→ **TEXTBLOCK**
--*--
Methoden und Arbeitsweisen ausländischer Nachrichtendienste
Ausländische Nachrichtendienste können einen großen Teil ihrer Informationen bereits aus offen zugänglichen Quellen gewinnen. Solche Informationen ergeben sich etwa bei dem Besuch öffentlicher Tagungen, Vortragsveranstaltungen oder Messen, aus den Sozialen Medien, bei der Lektüre von Werbebroschüren oder Tageszeitungen sowie aus Radio und Fernsehen. Selbst brisante Informationen sind oft ohne weiteres und legal zugänglich, etwa über Fachzeitschriften und -bücher, über Bachelor-, Master- oder Diplomarbeiten oder über Dissertations- oder Habilitationsschriften, für die im Regelfall sogar eine Veröffentlichungspflicht besteht. Nicht zuletzt erweitert die rasante technische Entwicklung im Bereich der Digitalisierung das Spektrum frei zugänglicher Informationen in einem stetig wachsenden Ausmaß. Das reguläre Informationsangebot der digitalen Medien bietet fremden Nachrichtendiensten zahlreiche Informationen, die als Grundlage und Ausgangspunkt für weitere Aktivitäten von erheblicher Bedeutung sein können.
Die Beschaffung von nicht öffentlich zugänglichen Informationen gehört zu den grundlegenden Aufgaben ausländischer Nachrichtendienste. Die konspirative Informationsbeschaffung erfolgt über den Einsatz menschlicher Quellen, durch technische Mittel oder durch eine Kombination beider Wege.
--*--
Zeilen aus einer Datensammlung
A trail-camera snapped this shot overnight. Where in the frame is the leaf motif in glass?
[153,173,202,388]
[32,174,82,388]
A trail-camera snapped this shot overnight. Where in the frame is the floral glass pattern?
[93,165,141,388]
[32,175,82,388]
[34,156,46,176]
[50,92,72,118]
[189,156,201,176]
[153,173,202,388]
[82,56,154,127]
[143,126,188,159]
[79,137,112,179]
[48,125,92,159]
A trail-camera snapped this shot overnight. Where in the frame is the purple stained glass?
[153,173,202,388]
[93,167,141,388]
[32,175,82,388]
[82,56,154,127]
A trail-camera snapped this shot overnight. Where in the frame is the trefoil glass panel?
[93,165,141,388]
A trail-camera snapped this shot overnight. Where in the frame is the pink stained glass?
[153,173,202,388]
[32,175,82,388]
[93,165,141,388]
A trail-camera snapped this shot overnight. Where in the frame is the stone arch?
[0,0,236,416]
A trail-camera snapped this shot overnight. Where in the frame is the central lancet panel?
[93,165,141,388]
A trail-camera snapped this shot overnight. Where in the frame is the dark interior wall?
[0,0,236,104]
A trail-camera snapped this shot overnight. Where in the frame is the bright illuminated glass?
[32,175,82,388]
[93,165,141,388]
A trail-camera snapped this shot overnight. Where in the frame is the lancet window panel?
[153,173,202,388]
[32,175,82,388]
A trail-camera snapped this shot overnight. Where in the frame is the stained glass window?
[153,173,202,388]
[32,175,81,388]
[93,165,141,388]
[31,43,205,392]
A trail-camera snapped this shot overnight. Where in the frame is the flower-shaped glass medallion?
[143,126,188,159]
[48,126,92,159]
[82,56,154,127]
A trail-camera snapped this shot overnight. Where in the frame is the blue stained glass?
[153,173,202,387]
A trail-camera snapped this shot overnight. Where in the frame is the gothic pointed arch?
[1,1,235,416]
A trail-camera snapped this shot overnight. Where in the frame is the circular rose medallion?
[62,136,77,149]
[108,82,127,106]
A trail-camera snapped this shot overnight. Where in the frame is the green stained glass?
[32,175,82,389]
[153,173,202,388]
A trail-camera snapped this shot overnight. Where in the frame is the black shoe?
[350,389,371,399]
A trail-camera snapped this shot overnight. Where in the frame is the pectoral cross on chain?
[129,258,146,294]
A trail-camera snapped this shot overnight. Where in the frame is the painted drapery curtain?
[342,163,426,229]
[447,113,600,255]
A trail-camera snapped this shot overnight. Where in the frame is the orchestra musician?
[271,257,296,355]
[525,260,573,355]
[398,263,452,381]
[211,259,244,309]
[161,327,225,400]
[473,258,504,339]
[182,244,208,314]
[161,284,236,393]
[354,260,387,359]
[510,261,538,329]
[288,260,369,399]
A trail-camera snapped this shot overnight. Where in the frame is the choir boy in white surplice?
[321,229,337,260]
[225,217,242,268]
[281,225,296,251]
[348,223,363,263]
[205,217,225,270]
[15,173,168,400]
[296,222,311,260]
--*--
→ **AUFGABENDETAILS**
Schreibe den Text über ausländische Nachrichtendienste von "Die Beschaffung von" bis "Kombination beider Wege." neu und setze dabei "verdeckte" an die Stelle von "konspirative".

→ **AUSGABE ZUR AUFGABE**
Die Beschaffung von nicht öffentlich zugänglichen Informationen gehört zu den grundlegenden Aufgaben ausländischer Nachrichtendienste. Die verdeckte Informationsbeschaffung erfolgt über den Einsatz menschlicher Quellen, durch technische Mittel oder durch eine Kombination beider Wege.